Extracted data section start

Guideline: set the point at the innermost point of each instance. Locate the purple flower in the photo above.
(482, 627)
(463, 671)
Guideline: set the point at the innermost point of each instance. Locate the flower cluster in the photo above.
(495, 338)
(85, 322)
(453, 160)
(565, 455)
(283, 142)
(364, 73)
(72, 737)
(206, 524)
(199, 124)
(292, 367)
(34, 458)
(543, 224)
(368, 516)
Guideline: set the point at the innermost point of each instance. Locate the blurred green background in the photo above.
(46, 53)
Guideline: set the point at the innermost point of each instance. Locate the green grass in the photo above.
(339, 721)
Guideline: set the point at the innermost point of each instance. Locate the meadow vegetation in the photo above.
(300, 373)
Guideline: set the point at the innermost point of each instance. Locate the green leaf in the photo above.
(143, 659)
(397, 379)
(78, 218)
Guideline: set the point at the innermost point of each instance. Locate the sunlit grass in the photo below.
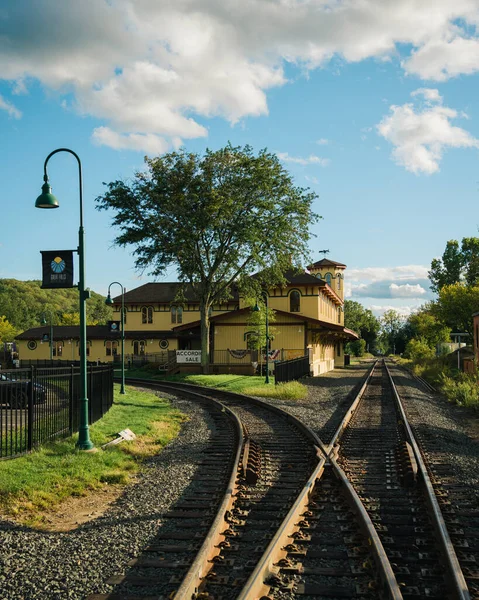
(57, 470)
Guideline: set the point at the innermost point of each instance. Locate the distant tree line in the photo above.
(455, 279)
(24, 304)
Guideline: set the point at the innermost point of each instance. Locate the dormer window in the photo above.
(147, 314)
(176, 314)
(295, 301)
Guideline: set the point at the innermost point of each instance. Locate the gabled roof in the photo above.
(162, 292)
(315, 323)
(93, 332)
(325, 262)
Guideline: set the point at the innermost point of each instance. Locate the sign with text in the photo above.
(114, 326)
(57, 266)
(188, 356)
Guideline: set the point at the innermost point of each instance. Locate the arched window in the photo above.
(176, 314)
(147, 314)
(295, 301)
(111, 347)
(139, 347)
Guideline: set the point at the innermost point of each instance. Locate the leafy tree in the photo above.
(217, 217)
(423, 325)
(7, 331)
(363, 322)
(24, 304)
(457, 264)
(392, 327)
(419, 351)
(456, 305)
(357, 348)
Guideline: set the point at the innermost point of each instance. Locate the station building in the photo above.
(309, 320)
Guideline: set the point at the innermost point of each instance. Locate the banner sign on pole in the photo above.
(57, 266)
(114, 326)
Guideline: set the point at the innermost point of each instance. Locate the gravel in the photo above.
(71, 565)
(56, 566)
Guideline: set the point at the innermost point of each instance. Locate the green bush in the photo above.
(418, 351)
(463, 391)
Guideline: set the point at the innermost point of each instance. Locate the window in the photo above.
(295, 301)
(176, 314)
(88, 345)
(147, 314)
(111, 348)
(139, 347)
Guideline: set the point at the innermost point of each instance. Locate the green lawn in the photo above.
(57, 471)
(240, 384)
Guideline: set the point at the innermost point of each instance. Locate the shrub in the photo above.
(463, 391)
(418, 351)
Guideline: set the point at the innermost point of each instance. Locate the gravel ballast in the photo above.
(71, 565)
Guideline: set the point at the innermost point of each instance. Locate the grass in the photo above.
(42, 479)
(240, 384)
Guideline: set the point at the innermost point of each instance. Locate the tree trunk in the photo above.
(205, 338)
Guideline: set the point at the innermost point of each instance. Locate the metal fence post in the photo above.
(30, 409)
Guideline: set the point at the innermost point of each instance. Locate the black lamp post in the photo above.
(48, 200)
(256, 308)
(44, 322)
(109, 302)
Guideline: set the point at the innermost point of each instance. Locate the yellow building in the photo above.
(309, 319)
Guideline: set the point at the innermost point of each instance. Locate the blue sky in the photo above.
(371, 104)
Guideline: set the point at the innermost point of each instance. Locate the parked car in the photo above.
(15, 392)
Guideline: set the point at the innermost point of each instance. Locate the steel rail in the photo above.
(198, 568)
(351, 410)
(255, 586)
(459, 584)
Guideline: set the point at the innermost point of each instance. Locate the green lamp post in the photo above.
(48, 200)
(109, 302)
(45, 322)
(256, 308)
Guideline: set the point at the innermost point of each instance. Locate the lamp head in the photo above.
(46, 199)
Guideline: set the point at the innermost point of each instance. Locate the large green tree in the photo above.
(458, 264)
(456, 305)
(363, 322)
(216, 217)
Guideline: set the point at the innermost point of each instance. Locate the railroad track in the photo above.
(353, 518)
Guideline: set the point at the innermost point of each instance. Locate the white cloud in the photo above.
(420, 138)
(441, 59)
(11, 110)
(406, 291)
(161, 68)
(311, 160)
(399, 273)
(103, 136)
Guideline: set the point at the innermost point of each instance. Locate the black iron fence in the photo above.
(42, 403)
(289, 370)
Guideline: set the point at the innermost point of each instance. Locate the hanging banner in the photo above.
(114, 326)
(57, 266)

Extracted data section end

(Activity)
Without the pictures, write out the whole listing exactly as it appears.

(Answer below)
Guideline: set the point at the innermost point of each instance. Locate the purple flower in the photo above.
(482, 627)
(463, 671)
Guideline: set the point at the innermost point of each instance. Locate the flower cluster in the photo above.
(495, 338)
(85, 322)
(453, 160)
(565, 455)
(283, 142)
(364, 73)
(72, 737)
(206, 524)
(199, 124)
(292, 367)
(34, 458)
(543, 224)
(368, 516)
Guideline: set the point at the innermost point of each instance. Locate the blurred green background in the photo above.
(46, 53)
Guideline: set the point at the innermost point of each instance. Locate the green grass in the photo above.
(339, 721)
Guideline: set the point at the innermost point of each instance. Locate the meadow vegetation in the photo above.
(300, 373)
Guideline: set the point at the innermost point of each instance. Locate the green leaf in the photo above.
(143, 659)
(397, 379)
(78, 218)
Guideline: set the point at the innermost point of each instance. Locate the sunlit grass in the photo below.
(57, 470)
Guideline: set the point at the innermost point of each instance. Locate the distant tree line in the photo above.
(455, 279)
(24, 304)
Guideline: set the point at the innermost point of each instance. Locate the dormer window in the photo above.
(147, 314)
(176, 314)
(295, 301)
Guideline: set the point at the innermost point of each instance. Locate the gabled roof in the photo above.
(162, 292)
(315, 323)
(93, 332)
(325, 262)
Guideline: set the point at the innermost point of each instance. Locate the sign with text in the photo above.
(114, 326)
(57, 266)
(188, 356)
Guideline: set the point at the innermost point of each instance. Locate the arched window in the photo above.
(176, 314)
(147, 314)
(295, 301)
(111, 347)
(139, 347)
Guideline: set the point at the innermost point of each instance. Locate the leafy tree in the photo above.
(217, 217)
(423, 325)
(7, 331)
(363, 322)
(24, 304)
(457, 264)
(392, 327)
(419, 351)
(456, 305)
(357, 348)
Guideline: set the point at the innermost point of each instance. Locate the station building in the photo above.
(309, 320)
Guideline: set the point at the innermost point of each instance. Locate the banner sign on pole in the photo above.
(57, 266)
(114, 326)
Guideline: set the point at the innermost point of each instance. Locate the gravel in the photo above.
(71, 565)
(56, 566)
Guideline: set the point at the innermost point of each instance. Locate the green bush in the photo above.
(418, 351)
(463, 391)
Guideline: set the point at the innermost point of each instance. Locate the window in the photo above.
(295, 301)
(176, 314)
(88, 345)
(147, 314)
(111, 348)
(139, 347)
Guideline: set the point at the innermost point of each instance. Locate the green lawn in the photo above.
(57, 471)
(240, 384)
Guideline: set the point at the innermost point of each instance. Locate the shrub in the photo above.
(463, 391)
(418, 351)
Guideline: set the point at the innermost point of each instance. Locate the gravel ballast in the photo above.
(71, 565)
Guideline: set the point at the innermost point of each instance. Locate the grass in the photo above.
(42, 479)
(240, 384)
Guideline: set the point at the innermost point of each instance. Locate the tree trunk in the photo above.
(205, 338)
Guideline: set the point at the innermost point of each instance. Locate the metal fence post in the photo above.
(30, 409)
Guideline: set the point at the innermost point of each instance. Locate the black lamp post in the photo above.
(48, 200)
(256, 308)
(44, 322)
(109, 302)
Guideline: set the point at the innermost point of each instance. Locate the yellow building in the photo above.
(309, 319)
Guideline: set the point at the innermost point of each instance. Locate the blue sky in the photo above.
(371, 104)
Guideline: set the point at the innermost point of each instance. Locate the parked car in the photo above.
(15, 392)
Guideline: set the point at the innermost point of each instance. Locate the steel rail in the photo above.
(198, 568)
(351, 410)
(255, 586)
(459, 584)
Guideline: set the point at the innermost point of each instance. Locate the green lamp post in the photo above.
(48, 200)
(109, 302)
(45, 322)
(256, 308)
Guideline: set the point at the innermost point of each instance. Locate the lamp head in the photo above.
(46, 199)
Guideline: set the point at the innermost point of each instance. Locate the large green tree in the photo above.
(458, 264)
(456, 305)
(363, 322)
(216, 217)
Guideline: set the point at the innermost point of each instance. Locate the railroad track in the photo above.
(353, 518)
Guideline: set the point at the innermost point of each instance. Locate the white cloud in the photo above.
(420, 138)
(441, 59)
(11, 110)
(406, 291)
(161, 68)
(311, 160)
(399, 273)
(103, 136)
Guideline: set the point at the innermost point of each instance. Locate the black iron fence in the photo above.
(42, 403)
(289, 370)
Guideline: set the point at the innermost point of each instance. Locate the hanging banner in the photo above.
(114, 326)
(57, 266)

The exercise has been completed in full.